**What the task asks**
The whole listing is to be restated, character for character.

(Material provided begins)

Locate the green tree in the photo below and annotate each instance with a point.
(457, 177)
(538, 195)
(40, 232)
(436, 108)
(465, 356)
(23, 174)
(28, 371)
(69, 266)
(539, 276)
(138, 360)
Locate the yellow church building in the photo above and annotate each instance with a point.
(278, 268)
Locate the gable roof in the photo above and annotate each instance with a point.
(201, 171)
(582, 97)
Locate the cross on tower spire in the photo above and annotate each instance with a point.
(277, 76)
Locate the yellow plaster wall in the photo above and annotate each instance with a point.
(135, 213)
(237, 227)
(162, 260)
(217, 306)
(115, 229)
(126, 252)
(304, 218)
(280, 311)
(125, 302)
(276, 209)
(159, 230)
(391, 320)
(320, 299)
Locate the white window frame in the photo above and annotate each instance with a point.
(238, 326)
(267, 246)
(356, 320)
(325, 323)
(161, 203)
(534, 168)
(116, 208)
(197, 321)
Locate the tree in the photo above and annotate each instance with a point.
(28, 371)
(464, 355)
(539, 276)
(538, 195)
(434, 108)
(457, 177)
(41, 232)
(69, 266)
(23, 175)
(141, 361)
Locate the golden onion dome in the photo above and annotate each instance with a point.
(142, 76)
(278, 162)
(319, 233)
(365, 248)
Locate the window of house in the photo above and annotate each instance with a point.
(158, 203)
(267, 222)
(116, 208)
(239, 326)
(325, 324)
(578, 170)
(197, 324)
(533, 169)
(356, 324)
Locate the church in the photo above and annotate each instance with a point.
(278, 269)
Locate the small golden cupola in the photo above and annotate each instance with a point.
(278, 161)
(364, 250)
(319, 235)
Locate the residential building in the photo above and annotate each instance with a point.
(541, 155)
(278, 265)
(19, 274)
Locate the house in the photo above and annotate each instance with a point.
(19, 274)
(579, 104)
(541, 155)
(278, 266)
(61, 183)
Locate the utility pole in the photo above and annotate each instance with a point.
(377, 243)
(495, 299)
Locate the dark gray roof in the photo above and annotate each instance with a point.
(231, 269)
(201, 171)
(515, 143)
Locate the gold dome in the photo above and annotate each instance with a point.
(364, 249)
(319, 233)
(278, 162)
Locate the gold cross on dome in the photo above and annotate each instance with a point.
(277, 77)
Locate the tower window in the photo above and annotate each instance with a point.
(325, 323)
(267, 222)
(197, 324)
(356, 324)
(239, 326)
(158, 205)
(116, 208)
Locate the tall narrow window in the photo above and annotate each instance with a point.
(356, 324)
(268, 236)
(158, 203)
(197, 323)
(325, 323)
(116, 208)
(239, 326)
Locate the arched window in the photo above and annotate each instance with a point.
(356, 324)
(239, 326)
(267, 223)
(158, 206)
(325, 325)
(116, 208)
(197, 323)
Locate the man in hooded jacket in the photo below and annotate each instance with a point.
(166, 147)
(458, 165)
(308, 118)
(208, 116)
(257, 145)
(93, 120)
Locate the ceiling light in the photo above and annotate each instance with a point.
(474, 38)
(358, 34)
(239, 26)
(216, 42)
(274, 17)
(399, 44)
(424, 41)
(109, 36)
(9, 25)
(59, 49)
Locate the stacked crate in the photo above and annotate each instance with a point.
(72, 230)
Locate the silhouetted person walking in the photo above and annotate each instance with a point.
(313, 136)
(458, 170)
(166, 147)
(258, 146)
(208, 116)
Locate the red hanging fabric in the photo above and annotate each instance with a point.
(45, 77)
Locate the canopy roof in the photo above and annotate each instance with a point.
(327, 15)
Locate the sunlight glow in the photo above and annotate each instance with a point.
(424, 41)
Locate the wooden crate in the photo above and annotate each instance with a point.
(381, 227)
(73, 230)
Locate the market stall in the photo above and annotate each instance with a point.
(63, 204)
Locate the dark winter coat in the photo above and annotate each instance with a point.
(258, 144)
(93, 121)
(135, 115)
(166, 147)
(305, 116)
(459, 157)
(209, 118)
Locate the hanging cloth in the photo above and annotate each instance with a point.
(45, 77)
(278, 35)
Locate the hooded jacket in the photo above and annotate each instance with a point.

(Material provided ends)

**The answer**
Locate the green tree in the photo below and annotate each instance with a point.
(457, 177)
(538, 195)
(40, 232)
(436, 108)
(465, 356)
(23, 174)
(28, 371)
(69, 266)
(539, 276)
(138, 360)
Locate the yellow church building in the photo above and annotate each instance with a point.
(278, 268)
Locate the gable roof in the photo above and annotate each instance with a point.
(201, 171)
(582, 97)
Locate the cross on tower spire in the photo above and annotate each instance with a point.
(277, 76)
Locate the yellow plaster wall in the photo above and annotate each instance with a point.
(135, 213)
(237, 227)
(162, 260)
(217, 306)
(115, 229)
(126, 252)
(304, 218)
(280, 311)
(125, 302)
(276, 209)
(159, 230)
(391, 320)
(320, 299)
Locate the white window frame in the photo above and annotate each instance with a point.
(238, 326)
(267, 246)
(356, 320)
(325, 323)
(161, 203)
(534, 168)
(116, 208)
(197, 321)
Locate the tree in the photo above and annotate each instance with a point.
(28, 371)
(464, 355)
(539, 276)
(538, 195)
(434, 108)
(457, 177)
(41, 232)
(69, 266)
(23, 175)
(141, 361)
Locate the golden onion dome in the photo above and annotate each instance with a point.
(142, 76)
(278, 162)
(319, 233)
(365, 248)
Locate the window of house in the photo above and annotate each instance with a point.
(158, 203)
(267, 222)
(116, 208)
(239, 326)
(325, 324)
(578, 170)
(197, 324)
(533, 169)
(356, 324)
Locate the church in the photo above and annotate each instance with a point.
(278, 269)
Locate the small golden cupola in the photo above and annotate each instance with a point.
(278, 161)
(364, 250)
(319, 235)
Locate the residential building in the photo above and annotate each instance with a point.
(541, 155)
(278, 265)
(19, 274)
Locate the house in the photo above and annotate each instance with a point.
(19, 274)
(579, 104)
(541, 155)
(278, 266)
(61, 183)
Locate the utility pole in the photo above and annotate each instance with a point.
(377, 243)
(495, 299)
Locate the dark gray roof in the photo above and annotate each instance with a point.
(231, 269)
(201, 171)
(515, 143)
Locate the gold dome in the photo above and annotate each instance with a point.
(364, 249)
(319, 233)
(278, 162)
Locate the gold cross on dome in the photo above and annotate each instance with a point.
(277, 77)
Locate the tower window in the photo above and annotate each instance with a point.
(325, 323)
(267, 222)
(197, 324)
(356, 324)
(239, 326)
(158, 205)
(116, 208)
Locate the tall narrow window in the photo above and annotate each instance with a point.
(356, 324)
(268, 236)
(158, 203)
(197, 323)
(325, 323)
(116, 208)
(239, 326)
Locate the arched window in the photo above and annotate each instance with a point.
(356, 324)
(239, 326)
(267, 223)
(158, 206)
(325, 325)
(116, 208)
(197, 323)
Locate the man in hooded jacket in the photo below and annotate each instance with a point.
(166, 147)
(458, 165)
(308, 118)
(208, 116)
(257, 145)
(93, 120)
Locate the ceiling light in the photo above and annotate each instance with a point.
(474, 38)
(358, 34)
(239, 26)
(216, 42)
(274, 17)
(399, 44)
(424, 41)
(109, 36)
(9, 25)
(59, 49)
Locate the stacked crate in the photo above and annotate each instance with a point.
(72, 230)
Locate the silhouetted person walking in the photo above and annotate each instance with a point.
(313, 136)
(458, 170)
(166, 147)
(258, 146)
(208, 116)
Locate the red hanging fabric in the photo above and annotate each instance with a point.
(45, 77)
Locate the canopy roof in the photo above and annotate each instance with a point.
(327, 15)
Locate the sunlight glow in the photo above and annotate each instance with a point.
(424, 41)
Locate the wooden crate in the photo above and annotate each instance with a point.
(381, 227)
(73, 230)
Locate the market stall in the photo above and annotate each instance with a point.
(63, 204)
Locate the dark winter coat in the photo above and annotate each instance with a point.
(258, 144)
(93, 121)
(135, 115)
(166, 147)
(305, 116)
(459, 157)
(209, 118)
Locate the hanging cloth in the photo above and annotate each instance with a point.
(45, 77)
(278, 35)
Locate the hooded jacket in the photo above and annotate each instance with a point.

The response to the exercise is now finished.